WHAT THE TASK ASKS -> Repeat exactly the lines from the one containing "Keep to these rules. Indicate every instance of the green" through the last line of the records below, both included, and nothing else.

RECORD LIST ->

- - -

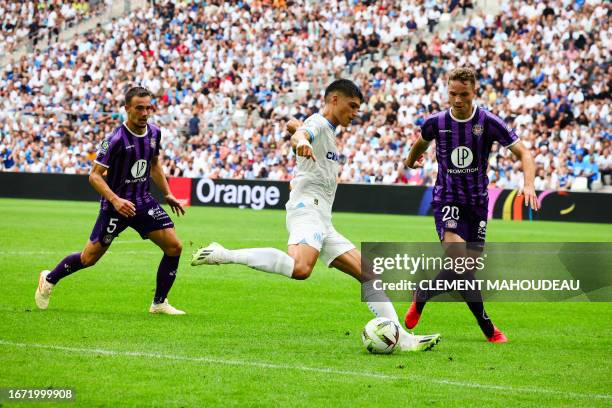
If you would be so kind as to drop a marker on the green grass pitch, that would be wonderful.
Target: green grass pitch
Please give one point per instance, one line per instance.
(254, 339)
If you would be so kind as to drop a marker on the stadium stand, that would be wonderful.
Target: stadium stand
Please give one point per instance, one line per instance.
(226, 81)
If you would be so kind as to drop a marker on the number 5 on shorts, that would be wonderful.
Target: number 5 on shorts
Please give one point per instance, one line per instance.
(112, 225)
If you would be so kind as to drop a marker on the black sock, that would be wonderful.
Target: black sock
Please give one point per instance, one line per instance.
(422, 296)
(473, 298)
(166, 273)
(68, 265)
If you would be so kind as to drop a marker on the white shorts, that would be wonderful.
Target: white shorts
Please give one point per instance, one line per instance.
(308, 225)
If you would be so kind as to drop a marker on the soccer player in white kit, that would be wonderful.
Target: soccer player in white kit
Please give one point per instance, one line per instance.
(309, 218)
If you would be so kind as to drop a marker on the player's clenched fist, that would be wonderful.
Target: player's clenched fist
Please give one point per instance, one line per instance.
(293, 125)
(304, 149)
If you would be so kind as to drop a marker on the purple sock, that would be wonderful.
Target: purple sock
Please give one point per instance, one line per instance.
(68, 265)
(165, 277)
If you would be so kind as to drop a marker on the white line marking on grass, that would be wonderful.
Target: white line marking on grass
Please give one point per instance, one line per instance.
(322, 370)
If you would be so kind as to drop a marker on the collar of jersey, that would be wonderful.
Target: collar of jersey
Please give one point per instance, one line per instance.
(136, 134)
(333, 128)
(450, 111)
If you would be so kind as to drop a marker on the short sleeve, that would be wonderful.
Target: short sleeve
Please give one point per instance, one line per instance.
(502, 133)
(312, 127)
(106, 149)
(427, 129)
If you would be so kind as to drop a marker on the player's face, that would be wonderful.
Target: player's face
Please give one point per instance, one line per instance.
(460, 96)
(346, 108)
(139, 110)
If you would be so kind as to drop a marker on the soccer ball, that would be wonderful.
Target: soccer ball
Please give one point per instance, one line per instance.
(380, 336)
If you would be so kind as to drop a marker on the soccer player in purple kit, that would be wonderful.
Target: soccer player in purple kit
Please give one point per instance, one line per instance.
(464, 134)
(130, 156)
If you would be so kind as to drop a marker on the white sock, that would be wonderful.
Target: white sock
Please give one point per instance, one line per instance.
(264, 259)
(381, 306)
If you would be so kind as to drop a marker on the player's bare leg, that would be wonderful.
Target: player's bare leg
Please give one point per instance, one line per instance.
(172, 247)
(378, 302)
(297, 263)
(70, 264)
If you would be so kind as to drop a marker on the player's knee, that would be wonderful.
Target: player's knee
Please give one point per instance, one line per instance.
(89, 259)
(301, 271)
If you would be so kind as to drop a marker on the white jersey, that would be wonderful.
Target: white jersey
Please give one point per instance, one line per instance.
(317, 180)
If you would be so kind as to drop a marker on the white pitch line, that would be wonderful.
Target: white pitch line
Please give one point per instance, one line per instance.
(322, 370)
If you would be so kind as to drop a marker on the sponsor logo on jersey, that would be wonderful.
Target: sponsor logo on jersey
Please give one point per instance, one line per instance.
(462, 157)
(332, 156)
(104, 147)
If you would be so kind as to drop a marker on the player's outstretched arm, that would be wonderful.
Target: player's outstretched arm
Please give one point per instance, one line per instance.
(520, 151)
(157, 174)
(415, 158)
(123, 207)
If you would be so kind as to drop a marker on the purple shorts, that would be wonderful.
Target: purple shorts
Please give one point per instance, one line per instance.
(110, 223)
(469, 222)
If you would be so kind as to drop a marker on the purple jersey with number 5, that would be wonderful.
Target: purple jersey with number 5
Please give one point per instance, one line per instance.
(462, 151)
(127, 156)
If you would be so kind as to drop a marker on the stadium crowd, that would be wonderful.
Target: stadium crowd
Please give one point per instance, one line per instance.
(34, 21)
(228, 76)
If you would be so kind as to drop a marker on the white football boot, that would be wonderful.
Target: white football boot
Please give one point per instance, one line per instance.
(415, 342)
(164, 308)
(43, 291)
(214, 254)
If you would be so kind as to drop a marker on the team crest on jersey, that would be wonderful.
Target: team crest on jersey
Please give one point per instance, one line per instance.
(104, 147)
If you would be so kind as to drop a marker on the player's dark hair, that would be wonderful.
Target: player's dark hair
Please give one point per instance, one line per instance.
(463, 75)
(138, 91)
(345, 87)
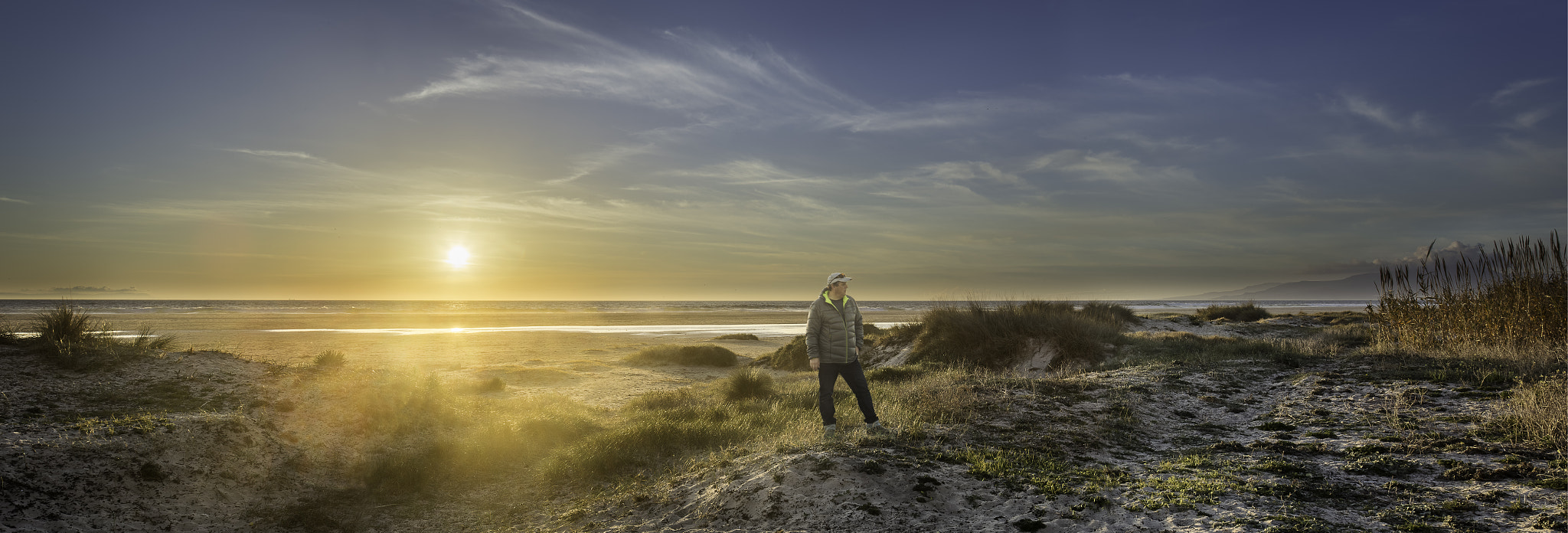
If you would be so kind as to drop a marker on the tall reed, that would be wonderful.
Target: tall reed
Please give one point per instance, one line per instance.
(1511, 296)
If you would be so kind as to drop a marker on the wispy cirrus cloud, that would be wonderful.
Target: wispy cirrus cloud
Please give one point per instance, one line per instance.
(1382, 115)
(1504, 94)
(712, 74)
(1527, 119)
(1109, 167)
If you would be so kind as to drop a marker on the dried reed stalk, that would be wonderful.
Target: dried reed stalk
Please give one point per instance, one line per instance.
(1512, 296)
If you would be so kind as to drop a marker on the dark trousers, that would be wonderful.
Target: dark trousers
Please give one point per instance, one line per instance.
(828, 375)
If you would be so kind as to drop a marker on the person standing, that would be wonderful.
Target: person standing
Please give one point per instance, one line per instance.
(835, 338)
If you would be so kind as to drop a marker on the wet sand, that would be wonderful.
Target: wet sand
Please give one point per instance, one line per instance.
(585, 365)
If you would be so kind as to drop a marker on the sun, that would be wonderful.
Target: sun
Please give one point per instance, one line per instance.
(459, 257)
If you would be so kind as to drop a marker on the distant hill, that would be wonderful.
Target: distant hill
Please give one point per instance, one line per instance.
(1354, 287)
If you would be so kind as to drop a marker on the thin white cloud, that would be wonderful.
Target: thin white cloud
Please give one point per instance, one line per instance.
(1503, 96)
(1177, 87)
(1106, 167)
(300, 160)
(276, 154)
(745, 173)
(1382, 115)
(968, 172)
(933, 115)
(603, 159)
(715, 76)
(1527, 119)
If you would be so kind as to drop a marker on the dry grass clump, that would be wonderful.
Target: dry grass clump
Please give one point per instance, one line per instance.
(972, 335)
(1536, 413)
(1239, 312)
(676, 355)
(791, 356)
(1514, 295)
(736, 338)
(1184, 347)
(1494, 317)
(74, 339)
(330, 359)
(746, 384)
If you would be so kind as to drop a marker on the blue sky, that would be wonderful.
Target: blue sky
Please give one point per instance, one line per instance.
(743, 151)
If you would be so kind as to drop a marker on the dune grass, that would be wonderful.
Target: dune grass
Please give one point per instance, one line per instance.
(1536, 414)
(1514, 295)
(736, 338)
(972, 335)
(678, 355)
(1239, 312)
(1499, 317)
(791, 356)
(73, 339)
(417, 437)
(330, 359)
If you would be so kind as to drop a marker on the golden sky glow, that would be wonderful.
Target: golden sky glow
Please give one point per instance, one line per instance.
(743, 151)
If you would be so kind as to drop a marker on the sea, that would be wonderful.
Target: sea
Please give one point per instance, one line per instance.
(296, 329)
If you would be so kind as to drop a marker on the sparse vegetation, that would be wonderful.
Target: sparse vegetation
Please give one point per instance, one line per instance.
(1237, 312)
(73, 339)
(975, 336)
(736, 338)
(791, 356)
(676, 355)
(330, 359)
(746, 384)
(1515, 295)
(1498, 317)
(1534, 414)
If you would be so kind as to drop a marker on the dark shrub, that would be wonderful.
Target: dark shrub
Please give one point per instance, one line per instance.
(676, 355)
(748, 383)
(995, 338)
(791, 356)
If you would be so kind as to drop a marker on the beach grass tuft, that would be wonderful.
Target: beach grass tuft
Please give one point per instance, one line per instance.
(691, 355)
(1239, 312)
(1491, 319)
(972, 335)
(330, 359)
(73, 339)
(748, 384)
(1534, 414)
(1514, 295)
(736, 338)
(791, 356)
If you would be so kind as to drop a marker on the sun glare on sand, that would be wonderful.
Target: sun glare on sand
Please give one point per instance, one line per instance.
(459, 257)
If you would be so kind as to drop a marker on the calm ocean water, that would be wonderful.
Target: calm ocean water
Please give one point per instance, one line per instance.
(435, 306)
(482, 331)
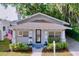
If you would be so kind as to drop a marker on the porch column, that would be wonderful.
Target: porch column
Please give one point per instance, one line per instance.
(2, 36)
(46, 36)
(63, 39)
(14, 37)
(30, 37)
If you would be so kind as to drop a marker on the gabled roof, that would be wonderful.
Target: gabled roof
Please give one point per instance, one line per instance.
(33, 25)
(26, 19)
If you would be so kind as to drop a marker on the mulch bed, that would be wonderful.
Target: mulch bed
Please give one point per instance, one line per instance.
(51, 50)
(28, 50)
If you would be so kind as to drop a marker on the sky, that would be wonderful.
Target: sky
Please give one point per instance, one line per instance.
(8, 13)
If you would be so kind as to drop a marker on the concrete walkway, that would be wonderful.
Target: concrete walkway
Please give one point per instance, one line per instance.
(37, 52)
(73, 47)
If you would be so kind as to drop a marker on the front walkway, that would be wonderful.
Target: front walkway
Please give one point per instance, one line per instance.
(37, 52)
(73, 47)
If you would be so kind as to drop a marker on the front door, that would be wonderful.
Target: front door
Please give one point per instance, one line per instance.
(38, 35)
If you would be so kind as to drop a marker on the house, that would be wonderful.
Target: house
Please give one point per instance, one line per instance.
(37, 28)
(4, 27)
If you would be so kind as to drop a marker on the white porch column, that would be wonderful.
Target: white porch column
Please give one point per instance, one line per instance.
(46, 36)
(30, 37)
(63, 39)
(2, 36)
(14, 37)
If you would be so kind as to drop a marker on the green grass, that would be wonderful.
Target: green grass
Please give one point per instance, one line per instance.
(4, 45)
(14, 54)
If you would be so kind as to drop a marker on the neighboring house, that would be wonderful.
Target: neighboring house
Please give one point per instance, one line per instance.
(37, 28)
(4, 27)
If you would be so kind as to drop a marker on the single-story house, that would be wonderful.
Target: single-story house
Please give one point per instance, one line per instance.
(4, 27)
(37, 28)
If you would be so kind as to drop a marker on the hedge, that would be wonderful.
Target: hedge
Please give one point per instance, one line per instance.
(72, 34)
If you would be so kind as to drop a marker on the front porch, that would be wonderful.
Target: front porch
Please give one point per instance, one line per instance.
(37, 36)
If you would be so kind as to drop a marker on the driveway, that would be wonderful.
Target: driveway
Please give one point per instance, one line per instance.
(73, 47)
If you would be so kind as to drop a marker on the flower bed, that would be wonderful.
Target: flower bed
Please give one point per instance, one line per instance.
(20, 47)
(60, 47)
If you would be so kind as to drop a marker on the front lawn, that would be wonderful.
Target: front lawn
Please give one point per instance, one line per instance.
(5, 51)
(15, 54)
(4, 45)
(65, 53)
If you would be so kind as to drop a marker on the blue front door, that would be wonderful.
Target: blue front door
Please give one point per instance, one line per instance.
(38, 36)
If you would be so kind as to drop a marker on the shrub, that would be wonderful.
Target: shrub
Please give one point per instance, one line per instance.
(51, 39)
(73, 34)
(59, 45)
(50, 46)
(19, 46)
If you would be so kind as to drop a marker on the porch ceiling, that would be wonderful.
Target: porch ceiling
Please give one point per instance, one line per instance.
(33, 25)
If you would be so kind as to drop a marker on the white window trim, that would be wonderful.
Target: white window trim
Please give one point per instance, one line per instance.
(19, 34)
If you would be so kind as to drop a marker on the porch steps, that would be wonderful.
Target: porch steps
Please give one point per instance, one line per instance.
(37, 52)
(37, 46)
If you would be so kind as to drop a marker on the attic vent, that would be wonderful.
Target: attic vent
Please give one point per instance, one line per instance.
(40, 21)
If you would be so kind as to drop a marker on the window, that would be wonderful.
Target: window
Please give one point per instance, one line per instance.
(20, 33)
(51, 34)
(57, 34)
(4, 28)
(25, 34)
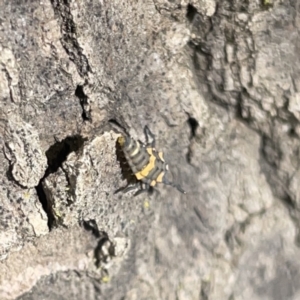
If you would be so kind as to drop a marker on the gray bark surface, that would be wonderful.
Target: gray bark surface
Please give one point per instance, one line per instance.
(216, 82)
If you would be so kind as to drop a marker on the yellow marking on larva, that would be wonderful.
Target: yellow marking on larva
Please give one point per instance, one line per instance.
(136, 150)
(121, 140)
(160, 177)
(161, 156)
(147, 169)
(153, 183)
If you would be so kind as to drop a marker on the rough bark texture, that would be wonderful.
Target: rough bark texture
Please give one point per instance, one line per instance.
(218, 84)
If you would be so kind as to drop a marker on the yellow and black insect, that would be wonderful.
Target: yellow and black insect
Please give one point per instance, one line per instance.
(147, 164)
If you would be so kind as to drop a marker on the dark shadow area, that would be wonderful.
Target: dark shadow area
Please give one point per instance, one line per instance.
(79, 93)
(56, 155)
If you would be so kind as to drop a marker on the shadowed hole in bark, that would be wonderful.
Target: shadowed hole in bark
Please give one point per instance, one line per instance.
(91, 226)
(191, 12)
(79, 93)
(193, 123)
(56, 155)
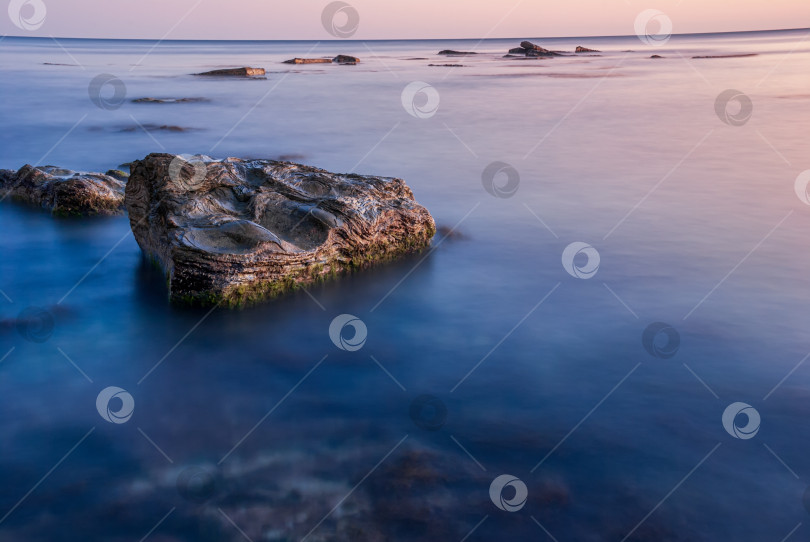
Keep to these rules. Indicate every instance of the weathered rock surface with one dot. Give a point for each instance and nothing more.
(65, 192)
(528, 48)
(236, 231)
(345, 59)
(308, 61)
(235, 72)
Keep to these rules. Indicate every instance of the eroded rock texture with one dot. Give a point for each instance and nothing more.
(65, 192)
(237, 231)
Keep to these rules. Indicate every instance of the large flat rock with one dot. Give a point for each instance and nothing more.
(237, 231)
(65, 192)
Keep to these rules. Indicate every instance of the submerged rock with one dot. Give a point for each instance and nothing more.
(345, 59)
(236, 231)
(308, 61)
(235, 72)
(168, 100)
(65, 192)
(528, 48)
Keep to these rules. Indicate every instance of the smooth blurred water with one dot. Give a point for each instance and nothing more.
(696, 222)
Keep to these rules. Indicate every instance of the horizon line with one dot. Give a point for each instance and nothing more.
(4, 36)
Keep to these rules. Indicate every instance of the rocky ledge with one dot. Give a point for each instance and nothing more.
(340, 59)
(65, 192)
(235, 72)
(237, 231)
(529, 49)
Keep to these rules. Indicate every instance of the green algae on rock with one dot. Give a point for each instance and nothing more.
(236, 231)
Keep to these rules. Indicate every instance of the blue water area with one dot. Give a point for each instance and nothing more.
(498, 351)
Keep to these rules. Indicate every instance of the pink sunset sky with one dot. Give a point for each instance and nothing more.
(387, 19)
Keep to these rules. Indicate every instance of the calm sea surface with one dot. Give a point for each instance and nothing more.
(254, 420)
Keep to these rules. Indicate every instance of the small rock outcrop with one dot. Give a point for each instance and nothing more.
(345, 59)
(65, 192)
(237, 231)
(529, 49)
(308, 61)
(235, 72)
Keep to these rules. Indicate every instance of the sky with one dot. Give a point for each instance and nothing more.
(385, 19)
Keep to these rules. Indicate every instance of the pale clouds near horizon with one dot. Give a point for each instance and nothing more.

- - -

TASK ANSWER ->
Keep to these rules. Indicate every instance of the green algae on rock with one dot. Give a point for each instance and nothing more.
(236, 231)
Keep to these rules. Indicate every instance of the blue water area with one dot. Give a point for each instance and nothing more.
(498, 351)
Keep to these rules. Indicate every instance of the pink sunset sky with one dot. Give a point for each instance and nothing more.
(387, 19)
Keep to these rules. Indicate every instance of the calm sea surface with one dot. Give a point for each instance and nothing more.
(254, 420)
Keep to these rules. Indicate every instance of the small rock outcrop with one dot. Give a point for each instance and nothing more.
(345, 59)
(65, 192)
(237, 231)
(529, 49)
(308, 61)
(235, 72)
Keep to these rules. Indicate every instance of the sky with one dot. Give a point for each instance and nothing more.
(385, 19)
Keep to these rules. Indicate every instance of the pale clouds near horizon with one dot. Give a point for each instance and nothing more.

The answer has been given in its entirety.